Using the material that follows, say how many lines contain the string "below". Answer with a number only.

#### Records for the task
------------------------------------------------------------------------
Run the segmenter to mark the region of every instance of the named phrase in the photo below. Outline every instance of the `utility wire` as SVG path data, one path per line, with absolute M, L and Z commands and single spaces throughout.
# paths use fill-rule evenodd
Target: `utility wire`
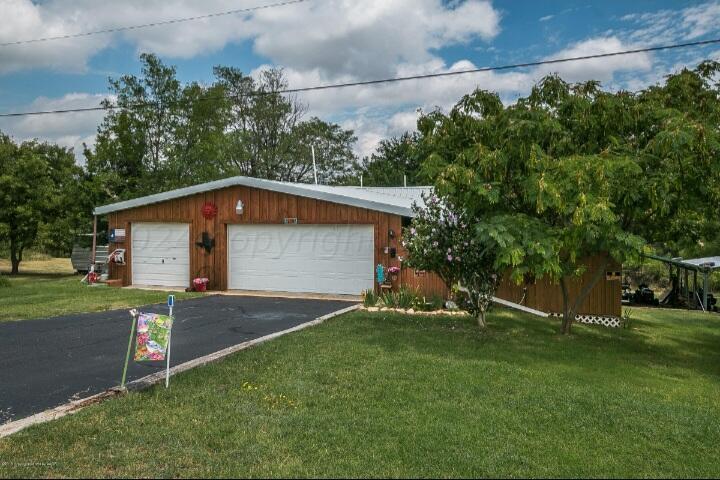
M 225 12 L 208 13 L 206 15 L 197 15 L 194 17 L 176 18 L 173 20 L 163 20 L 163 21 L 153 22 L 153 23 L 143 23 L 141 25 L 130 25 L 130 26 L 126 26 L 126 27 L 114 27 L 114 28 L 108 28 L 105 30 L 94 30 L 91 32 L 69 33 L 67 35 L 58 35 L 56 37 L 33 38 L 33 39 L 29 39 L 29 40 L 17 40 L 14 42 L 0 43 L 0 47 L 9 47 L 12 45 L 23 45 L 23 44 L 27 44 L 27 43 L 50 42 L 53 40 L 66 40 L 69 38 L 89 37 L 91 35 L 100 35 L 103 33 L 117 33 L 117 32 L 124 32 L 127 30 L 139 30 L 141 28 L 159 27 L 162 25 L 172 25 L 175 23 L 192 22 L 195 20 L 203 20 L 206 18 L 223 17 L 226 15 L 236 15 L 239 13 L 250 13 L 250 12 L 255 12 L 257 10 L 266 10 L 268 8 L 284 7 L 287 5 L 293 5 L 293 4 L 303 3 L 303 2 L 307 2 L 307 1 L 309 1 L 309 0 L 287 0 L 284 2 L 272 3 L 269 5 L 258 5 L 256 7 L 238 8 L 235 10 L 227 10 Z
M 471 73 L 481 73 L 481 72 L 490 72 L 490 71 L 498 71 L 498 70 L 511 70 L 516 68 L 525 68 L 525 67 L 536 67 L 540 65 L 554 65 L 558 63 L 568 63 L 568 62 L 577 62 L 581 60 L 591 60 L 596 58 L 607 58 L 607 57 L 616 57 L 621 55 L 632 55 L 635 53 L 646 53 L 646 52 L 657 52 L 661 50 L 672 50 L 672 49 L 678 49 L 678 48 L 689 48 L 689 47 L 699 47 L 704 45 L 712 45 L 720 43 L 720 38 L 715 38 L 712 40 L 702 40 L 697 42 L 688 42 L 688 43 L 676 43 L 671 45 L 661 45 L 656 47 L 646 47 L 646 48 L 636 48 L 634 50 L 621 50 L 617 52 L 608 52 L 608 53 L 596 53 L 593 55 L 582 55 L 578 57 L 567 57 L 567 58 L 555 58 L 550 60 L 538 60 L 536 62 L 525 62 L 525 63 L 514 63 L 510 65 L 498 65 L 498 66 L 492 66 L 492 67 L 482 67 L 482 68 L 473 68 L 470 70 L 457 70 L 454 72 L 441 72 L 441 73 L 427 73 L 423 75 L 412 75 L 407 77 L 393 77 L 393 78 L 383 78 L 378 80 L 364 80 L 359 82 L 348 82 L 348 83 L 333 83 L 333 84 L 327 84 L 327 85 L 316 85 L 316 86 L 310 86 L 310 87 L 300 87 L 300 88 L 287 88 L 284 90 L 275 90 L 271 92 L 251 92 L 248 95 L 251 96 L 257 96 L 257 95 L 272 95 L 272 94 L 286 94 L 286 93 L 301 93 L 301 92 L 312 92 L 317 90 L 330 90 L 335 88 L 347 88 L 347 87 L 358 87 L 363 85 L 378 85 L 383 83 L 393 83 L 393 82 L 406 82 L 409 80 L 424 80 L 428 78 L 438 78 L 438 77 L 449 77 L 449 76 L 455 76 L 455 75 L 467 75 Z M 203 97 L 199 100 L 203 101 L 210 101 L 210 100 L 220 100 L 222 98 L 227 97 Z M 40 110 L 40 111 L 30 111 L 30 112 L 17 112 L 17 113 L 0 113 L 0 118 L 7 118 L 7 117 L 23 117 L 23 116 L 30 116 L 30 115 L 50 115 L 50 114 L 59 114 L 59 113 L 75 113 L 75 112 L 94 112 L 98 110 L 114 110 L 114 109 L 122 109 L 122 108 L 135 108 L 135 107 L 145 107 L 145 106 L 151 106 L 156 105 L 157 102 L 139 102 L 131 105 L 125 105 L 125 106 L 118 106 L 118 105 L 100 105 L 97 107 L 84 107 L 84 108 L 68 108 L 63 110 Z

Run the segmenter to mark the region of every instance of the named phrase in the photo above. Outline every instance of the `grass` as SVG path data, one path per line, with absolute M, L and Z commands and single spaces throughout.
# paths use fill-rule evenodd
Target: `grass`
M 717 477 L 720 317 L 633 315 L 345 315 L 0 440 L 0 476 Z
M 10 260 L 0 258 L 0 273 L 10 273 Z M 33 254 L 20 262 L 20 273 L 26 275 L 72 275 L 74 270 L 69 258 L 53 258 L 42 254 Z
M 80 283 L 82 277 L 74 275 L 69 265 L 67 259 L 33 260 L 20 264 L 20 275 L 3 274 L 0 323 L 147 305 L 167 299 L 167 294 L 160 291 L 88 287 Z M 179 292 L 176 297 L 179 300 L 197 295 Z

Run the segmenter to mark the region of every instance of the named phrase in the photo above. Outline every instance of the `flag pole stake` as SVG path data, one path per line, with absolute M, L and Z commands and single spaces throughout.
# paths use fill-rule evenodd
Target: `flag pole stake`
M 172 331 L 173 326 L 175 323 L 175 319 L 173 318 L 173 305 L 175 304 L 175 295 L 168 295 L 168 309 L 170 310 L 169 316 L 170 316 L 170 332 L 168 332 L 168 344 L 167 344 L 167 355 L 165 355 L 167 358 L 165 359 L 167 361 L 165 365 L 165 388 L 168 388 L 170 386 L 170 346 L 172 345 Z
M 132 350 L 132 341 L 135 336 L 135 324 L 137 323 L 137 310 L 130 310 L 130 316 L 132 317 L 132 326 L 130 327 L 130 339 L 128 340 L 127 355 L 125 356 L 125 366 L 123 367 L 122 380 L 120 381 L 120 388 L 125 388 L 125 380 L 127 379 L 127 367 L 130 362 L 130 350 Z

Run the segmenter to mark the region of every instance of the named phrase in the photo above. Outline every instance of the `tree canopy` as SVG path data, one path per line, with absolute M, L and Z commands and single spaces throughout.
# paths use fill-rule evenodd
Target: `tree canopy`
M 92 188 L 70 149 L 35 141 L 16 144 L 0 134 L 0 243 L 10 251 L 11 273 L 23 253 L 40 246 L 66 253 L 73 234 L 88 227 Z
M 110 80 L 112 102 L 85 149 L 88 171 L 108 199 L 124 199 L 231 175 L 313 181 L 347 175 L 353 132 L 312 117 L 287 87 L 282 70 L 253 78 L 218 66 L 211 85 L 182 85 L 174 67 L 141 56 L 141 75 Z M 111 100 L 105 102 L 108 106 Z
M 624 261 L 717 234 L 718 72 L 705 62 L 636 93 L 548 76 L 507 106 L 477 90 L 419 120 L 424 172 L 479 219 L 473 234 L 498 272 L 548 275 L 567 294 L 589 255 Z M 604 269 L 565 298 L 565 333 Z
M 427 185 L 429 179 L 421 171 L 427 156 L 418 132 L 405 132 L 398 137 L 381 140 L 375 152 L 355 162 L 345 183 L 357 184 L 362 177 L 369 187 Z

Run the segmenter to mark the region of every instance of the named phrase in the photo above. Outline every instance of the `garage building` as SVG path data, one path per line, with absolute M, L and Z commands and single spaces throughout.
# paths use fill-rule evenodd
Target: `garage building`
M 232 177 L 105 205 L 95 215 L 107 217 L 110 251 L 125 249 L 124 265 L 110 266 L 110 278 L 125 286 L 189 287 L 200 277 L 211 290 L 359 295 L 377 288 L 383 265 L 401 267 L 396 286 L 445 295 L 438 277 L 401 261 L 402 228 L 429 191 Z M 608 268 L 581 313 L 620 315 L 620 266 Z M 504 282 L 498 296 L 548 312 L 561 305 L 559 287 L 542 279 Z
------------------------------------------------------------------------
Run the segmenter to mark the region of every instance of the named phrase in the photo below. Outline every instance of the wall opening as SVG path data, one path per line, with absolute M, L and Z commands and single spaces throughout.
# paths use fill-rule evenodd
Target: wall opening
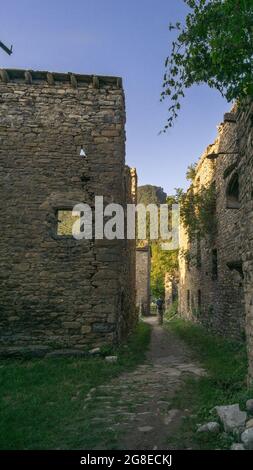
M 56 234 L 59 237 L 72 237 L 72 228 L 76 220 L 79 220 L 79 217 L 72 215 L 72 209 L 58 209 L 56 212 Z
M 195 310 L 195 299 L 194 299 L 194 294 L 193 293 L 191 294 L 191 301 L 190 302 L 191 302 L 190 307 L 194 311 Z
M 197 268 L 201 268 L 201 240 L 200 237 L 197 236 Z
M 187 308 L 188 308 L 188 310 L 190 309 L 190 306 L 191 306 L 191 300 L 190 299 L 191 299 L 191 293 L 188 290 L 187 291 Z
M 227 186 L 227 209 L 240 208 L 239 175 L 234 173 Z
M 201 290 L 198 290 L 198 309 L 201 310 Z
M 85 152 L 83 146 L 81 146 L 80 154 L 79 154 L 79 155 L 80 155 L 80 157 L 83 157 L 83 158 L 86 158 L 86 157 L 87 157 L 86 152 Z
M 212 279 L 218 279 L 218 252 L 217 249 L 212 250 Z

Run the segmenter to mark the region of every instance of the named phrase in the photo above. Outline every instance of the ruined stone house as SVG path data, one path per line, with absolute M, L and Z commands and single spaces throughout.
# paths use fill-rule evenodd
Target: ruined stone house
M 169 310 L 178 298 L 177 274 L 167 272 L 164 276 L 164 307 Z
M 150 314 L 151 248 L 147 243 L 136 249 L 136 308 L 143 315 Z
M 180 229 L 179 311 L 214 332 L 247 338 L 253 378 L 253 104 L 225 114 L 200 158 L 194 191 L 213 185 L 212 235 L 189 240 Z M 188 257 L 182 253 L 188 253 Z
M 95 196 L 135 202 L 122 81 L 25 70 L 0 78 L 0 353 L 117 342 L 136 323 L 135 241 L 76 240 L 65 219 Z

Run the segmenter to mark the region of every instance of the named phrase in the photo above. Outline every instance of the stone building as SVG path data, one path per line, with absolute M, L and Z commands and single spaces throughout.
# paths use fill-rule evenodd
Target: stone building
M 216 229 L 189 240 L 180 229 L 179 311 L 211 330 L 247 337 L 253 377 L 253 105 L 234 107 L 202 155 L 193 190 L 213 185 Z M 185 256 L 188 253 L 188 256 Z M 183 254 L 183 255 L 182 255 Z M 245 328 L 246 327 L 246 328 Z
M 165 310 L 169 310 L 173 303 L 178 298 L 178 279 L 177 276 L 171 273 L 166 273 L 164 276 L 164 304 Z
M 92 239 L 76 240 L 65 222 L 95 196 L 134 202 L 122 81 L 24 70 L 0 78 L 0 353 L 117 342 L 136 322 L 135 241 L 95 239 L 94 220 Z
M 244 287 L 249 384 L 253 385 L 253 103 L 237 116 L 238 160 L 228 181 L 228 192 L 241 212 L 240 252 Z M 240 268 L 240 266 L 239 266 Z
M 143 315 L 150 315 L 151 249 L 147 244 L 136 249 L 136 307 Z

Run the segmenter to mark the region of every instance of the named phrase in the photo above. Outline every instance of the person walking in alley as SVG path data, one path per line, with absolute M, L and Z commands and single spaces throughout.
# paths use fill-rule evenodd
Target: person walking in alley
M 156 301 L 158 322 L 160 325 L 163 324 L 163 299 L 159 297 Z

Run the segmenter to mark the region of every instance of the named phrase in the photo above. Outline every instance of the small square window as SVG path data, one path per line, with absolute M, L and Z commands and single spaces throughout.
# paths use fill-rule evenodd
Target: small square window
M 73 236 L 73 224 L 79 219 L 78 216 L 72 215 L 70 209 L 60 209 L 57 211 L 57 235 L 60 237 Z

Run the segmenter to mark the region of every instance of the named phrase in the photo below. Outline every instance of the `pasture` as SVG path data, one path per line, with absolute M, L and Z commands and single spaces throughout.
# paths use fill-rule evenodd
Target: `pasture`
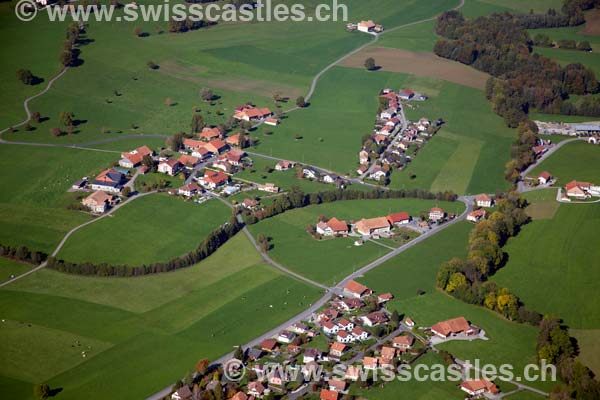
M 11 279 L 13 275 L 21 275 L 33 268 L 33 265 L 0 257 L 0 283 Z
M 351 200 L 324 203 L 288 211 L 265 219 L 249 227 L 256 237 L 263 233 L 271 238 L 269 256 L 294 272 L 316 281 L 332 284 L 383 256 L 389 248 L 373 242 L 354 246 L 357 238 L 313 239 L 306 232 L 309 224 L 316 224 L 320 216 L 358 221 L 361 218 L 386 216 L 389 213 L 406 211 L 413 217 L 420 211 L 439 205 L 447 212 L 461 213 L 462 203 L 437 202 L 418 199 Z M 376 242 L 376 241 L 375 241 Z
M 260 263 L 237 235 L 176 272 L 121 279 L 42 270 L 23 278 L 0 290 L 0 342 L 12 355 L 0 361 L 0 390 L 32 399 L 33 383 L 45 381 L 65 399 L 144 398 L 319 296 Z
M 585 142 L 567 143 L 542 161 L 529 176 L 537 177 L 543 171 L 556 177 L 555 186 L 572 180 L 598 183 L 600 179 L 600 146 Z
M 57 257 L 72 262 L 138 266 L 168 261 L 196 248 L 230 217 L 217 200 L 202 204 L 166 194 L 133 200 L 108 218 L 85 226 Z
------------------------------------------------------------------------
#### Expected answer
3